--- Begin AVAILABLE RECORDS ---

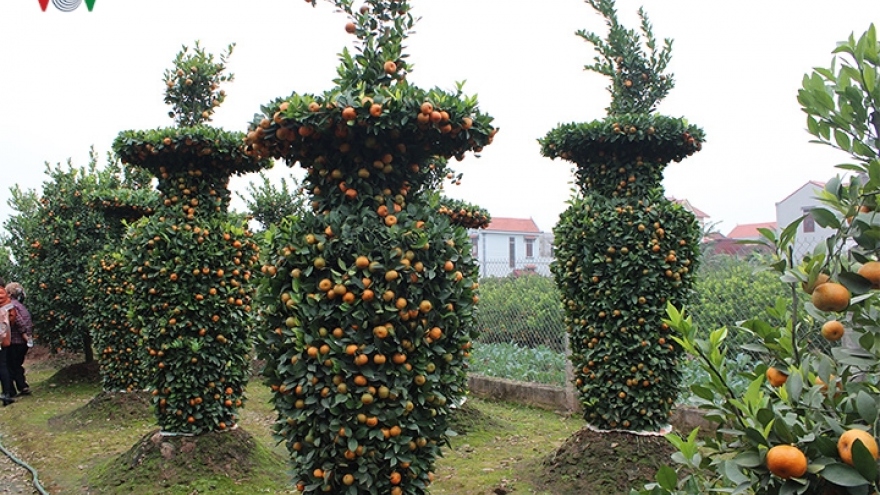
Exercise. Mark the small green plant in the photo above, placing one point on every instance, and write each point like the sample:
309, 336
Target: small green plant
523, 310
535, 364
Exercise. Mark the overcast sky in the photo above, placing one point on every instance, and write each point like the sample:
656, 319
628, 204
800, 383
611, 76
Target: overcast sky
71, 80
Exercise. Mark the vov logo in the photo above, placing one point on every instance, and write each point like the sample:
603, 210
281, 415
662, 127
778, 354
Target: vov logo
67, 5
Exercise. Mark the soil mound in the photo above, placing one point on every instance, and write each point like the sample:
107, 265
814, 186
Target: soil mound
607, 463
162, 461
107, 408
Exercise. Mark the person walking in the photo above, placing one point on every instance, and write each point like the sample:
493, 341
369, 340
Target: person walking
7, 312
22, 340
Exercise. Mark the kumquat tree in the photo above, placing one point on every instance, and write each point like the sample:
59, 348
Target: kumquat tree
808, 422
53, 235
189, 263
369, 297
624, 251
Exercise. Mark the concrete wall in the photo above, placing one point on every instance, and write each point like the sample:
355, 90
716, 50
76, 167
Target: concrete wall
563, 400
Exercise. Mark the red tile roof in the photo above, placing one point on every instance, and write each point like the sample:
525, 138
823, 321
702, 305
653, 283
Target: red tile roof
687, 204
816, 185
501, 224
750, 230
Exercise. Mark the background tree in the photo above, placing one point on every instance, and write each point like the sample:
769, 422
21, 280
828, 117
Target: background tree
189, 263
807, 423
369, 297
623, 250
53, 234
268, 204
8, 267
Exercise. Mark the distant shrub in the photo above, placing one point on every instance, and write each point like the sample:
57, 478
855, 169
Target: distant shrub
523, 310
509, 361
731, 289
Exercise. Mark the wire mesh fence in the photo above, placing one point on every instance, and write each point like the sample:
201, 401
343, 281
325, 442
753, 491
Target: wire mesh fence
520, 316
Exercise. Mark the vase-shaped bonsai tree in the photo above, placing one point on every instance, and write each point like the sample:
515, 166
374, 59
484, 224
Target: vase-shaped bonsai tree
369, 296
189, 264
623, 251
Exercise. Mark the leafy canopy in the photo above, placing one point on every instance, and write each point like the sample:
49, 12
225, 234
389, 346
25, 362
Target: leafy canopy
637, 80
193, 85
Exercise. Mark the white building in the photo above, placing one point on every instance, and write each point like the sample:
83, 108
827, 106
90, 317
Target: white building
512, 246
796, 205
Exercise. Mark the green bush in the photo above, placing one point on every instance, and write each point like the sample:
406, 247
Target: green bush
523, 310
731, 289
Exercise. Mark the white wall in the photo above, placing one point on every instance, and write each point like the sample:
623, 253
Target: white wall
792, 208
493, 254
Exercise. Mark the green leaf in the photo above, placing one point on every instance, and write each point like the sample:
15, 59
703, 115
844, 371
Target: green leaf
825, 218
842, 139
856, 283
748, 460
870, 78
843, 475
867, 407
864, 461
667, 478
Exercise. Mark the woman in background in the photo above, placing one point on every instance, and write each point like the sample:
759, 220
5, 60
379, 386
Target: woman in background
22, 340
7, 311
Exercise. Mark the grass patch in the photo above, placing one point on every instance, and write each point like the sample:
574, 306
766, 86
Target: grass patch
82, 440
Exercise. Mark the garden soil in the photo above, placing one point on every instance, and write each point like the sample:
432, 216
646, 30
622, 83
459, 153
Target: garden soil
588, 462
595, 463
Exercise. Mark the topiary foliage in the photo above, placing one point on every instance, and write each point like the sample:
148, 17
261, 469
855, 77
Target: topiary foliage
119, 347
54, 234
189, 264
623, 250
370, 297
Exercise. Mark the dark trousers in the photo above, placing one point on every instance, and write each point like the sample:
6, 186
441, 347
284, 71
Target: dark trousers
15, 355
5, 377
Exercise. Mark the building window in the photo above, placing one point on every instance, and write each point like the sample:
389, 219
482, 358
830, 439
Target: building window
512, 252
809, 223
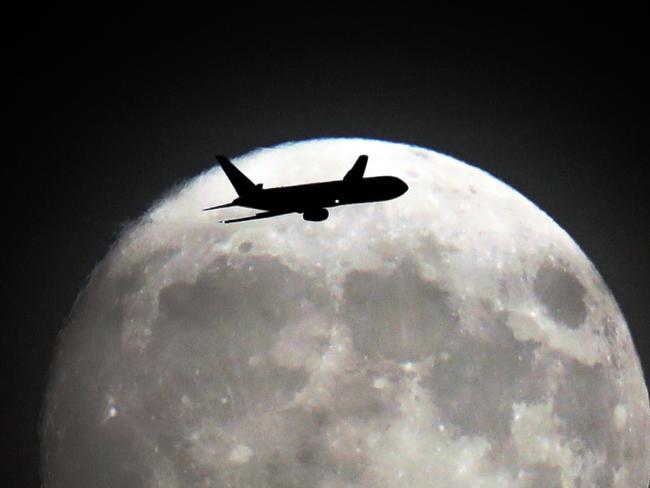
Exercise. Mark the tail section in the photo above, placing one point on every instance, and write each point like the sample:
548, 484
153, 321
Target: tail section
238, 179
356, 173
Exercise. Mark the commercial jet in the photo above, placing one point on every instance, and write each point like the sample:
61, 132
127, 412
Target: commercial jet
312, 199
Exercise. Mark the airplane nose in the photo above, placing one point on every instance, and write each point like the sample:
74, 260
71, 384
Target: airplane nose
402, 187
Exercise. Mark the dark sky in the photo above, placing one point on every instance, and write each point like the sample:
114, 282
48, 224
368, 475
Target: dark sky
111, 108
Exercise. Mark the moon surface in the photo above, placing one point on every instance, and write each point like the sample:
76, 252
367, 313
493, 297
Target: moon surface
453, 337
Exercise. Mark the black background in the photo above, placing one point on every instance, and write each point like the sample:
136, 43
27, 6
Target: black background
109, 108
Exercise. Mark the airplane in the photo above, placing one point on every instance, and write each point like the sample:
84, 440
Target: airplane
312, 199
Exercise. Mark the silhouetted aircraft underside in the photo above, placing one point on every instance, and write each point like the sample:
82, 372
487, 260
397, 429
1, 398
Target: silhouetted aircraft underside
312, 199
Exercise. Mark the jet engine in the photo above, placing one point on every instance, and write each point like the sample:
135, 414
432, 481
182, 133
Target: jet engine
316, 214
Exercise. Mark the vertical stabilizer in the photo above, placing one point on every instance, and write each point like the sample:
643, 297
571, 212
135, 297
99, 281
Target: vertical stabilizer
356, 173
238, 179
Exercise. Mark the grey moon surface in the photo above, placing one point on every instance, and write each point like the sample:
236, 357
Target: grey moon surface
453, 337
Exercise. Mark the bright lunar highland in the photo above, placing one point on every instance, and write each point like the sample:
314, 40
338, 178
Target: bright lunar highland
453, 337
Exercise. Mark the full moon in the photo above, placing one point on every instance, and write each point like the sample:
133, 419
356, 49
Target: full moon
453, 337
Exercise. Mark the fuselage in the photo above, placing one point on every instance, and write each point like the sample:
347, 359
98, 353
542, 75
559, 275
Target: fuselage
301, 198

--- End AVAILABLE RECORDS ---

YOUR INSTRUCTIONS:
Transcribe each entry above exactly, apart from the pictures.

EXERCISE OUTPUT:
Exercise. Mark the small green plant in the photo above, placing one point on every instance, and write each point like the sample:
309, 336
Target: small green plant
523, 310
535, 364
Exercise. Mark the overcast sky in the photo above, placing one point on every instance, and write each point like the sample:
656, 319
628, 204
800, 383
611, 76
Target: overcast sky
71, 80
Exercise. Mark the vov logo in the photo above, placing one point on every instance, and write each point like the sample:
603, 210
281, 415
662, 127
778, 354
Target: vov logo
67, 5
Exercise. Mark the soil mound in the photo above, placing one point on every instance, and write each point like the sample:
107, 265
814, 186
Target: soil mound
607, 463
162, 461
107, 408
Exercise. Mark the person walking in the photo above, placing one point on every instance, and write each point like the sample:
493, 341
369, 340
Target: person walking
7, 312
22, 340
Exercise. Mark the kumquat tree in the photo above, placing one point on every instance, and write each point like the sample:
59, 348
Target: kumquat tree
808, 422
53, 235
189, 263
369, 297
624, 251
Exercise. Mark the concrete wall in the photo above, placing one point on every instance, and write each point like the sample:
355, 90
716, 50
76, 167
Target: concrete wall
563, 400
Exercise. Mark the red tile roof in the photo above, placing one point on every instance, and write each point like the sample:
525, 138
823, 321
702, 305
653, 283
Target: red tile roof
687, 204
816, 185
501, 224
750, 230
Exercise. Mark the background tree in the photo above, placing one point on every instance, and write each point like the sample:
769, 422
21, 280
828, 117
Target: background tree
189, 263
807, 423
369, 297
623, 250
53, 234
268, 204
8, 267
Exercise. Mark the distant shrub in the photo above, placing one point on every instance, and write each point like the sample:
57, 478
855, 169
Target: distant shrub
523, 310
509, 361
731, 289
Exercise. Mark the wire mesh fence in the photo above, placing one point on every instance, and write each point like the sample:
201, 401
343, 281
325, 442
753, 491
Target: wire mesh fence
520, 316
Exercise. Mark the vase-shaped bonsai tree in the photo above, placing one point on every instance, and write each point like the sample:
515, 166
374, 59
484, 224
Target: vase-shaped bonsai tree
369, 296
189, 264
623, 251
Exercise. Mark the leafy canopy in the photo above, placing one point on every instance, and write each point like the sample:
49, 12
225, 234
389, 346
25, 362
Target: leafy canopy
637, 80
193, 85
Exercise. Mark the white building in the photo above, placing one point on every instance, and write each point like the sample:
83, 108
827, 106
90, 317
Target: white building
512, 246
796, 205
Exercise. Mark the green bush in the photo above, placing one point on every instance, and write each point like the sample:
406, 247
Target: green bush
523, 310
731, 289
Exercise. Mark the white wall in the photo above, placing one point on every instance, and write each point like the sample:
623, 253
Target: white wall
792, 208
493, 254
Exercise. Mark the green leaf in the photo above, placing one point on every instance, and write each point like the sample:
15, 59
703, 115
844, 371
Target: green leaf
825, 218
842, 139
856, 283
748, 460
870, 78
843, 475
867, 407
864, 461
667, 478
Exercise. Mark the woman in background in the photo above, placing one point on every instance, and write each point like the sample:
759, 220
5, 60
379, 386
Target: woman in background
22, 340
7, 311
Exercise. Mark the grass patch in the photo above, placing one point on every instance, and write each point like the sample:
574, 306
766, 86
Target: grass patch
82, 440
Exercise. Mark the garden soil in the photo above, placing one point on every instance, and write each point like the sample:
432, 216
646, 30
622, 83
459, 153
Target: garden soil
588, 462
595, 463
Exercise. Mark the topiary foliage in the photo above, placing one point on every instance, and write each point like the sample:
148, 17
261, 469
855, 77
Target: topiary foliage
119, 347
54, 234
189, 264
623, 250
370, 297
Exercise. Mark the dark trousers in the photo above, placing one point on every instance, and write each point like the sample:
6, 186
441, 347
284, 71
Target: dark trousers
15, 355
5, 377
Exercise. Mark the building window in the photo above, placing one point on every instance, and write each point like the sample:
389, 219
482, 358
830, 439
Target: building window
512, 252
809, 223
Exercise. Mark the tail section in the photo above, placing one point on every instance, and write each point like the sample:
548, 484
153, 321
Target: tail section
238, 179
356, 173
Exercise. Mark the commercial jet in the photo above, placing one point on every instance, and write each point like the sample:
61, 132
127, 412
Target: commercial jet
312, 199
Exercise. Mark the airplane nose in the photo above, placing one point on every instance, and write each point like the sample:
74, 260
71, 384
Target: airplane nose
402, 187
Exercise. Mark the dark sky in the photo above, placing one point on every instance, and write each point like the sample:
114, 282
48, 224
368, 475
Target: dark sky
111, 108
Exercise. Mark the moon surface in the photo above, placing one point on every instance, and write each point like the sample:
76, 252
367, 313
493, 297
Target: moon surface
453, 337
Exercise. Mark the black background in the photo above, placing one point on every instance, and write each point like the sample:
136, 43
27, 6
Target: black background
109, 108
Exercise. Mark the airplane in the photo above, placing one point on every instance, and write each point like the sample:
84, 440
Target: airplane
312, 199
Exercise. Mark the silhouetted aircraft underside in the photo above, placing one point on every instance, and write each point like the sample:
82, 372
487, 260
397, 429
1, 398
Target: silhouetted aircraft underside
312, 199
Exercise. Mark the jet engine in the photo above, placing one point on every instance, and write each point like the sample:
135, 414
432, 481
182, 133
Target: jet engine
316, 214
Exercise. Mark the vertical stabilizer in the photo above, placing one point on every instance, and write each point like the sample:
643, 297
571, 212
135, 297
99, 281
Target: vertical stabilizer
356, 173
238, 179
Exercise. Mark the grey moon surface in the photo above, placing one point on every instance, and write each point like the sample:
236, 357
Target: grey moon surface
453, 337
Exercise. Mark the bright lunar highland in the photo above, placing one point on every instance, and write each point like the sample:
314, 40
338, 178
Target: bright lunar highland
453, 337
Exercise. Mark the full moon in the photo above, placing one point on every instance, and write each point like the sample:
133, 419
356, 49
Target: full moon
453, 337
Exercise. Mark the fuselage in the photo above, placing one point on every instance, and write each point like the sample:
347, 359
98, 353
542, 75
559, 275
Target: fuselage
301, 198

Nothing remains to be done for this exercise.